→ Exercise details
Skip every line before the one containing "x=160, y=103", then copy that line and the rest of the entries below exactly, through the last line.
** Opening Data supplied block **
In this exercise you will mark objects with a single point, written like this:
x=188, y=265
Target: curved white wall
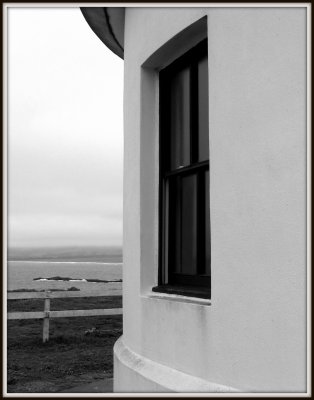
x=253, y=335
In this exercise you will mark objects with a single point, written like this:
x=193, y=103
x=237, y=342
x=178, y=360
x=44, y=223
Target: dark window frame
x=199, y=284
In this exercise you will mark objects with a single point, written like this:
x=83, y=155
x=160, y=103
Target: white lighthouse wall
x=252, y=337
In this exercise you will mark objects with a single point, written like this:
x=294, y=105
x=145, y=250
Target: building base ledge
** Closing Data supplied block **
→ Task response
x=160, y=103
Target: white lighthouse wall
x=252, y=337
In this exercise you will mark objects with a single point, written like this:
x=294, y=105
x=145, y=250
Target: building base ledge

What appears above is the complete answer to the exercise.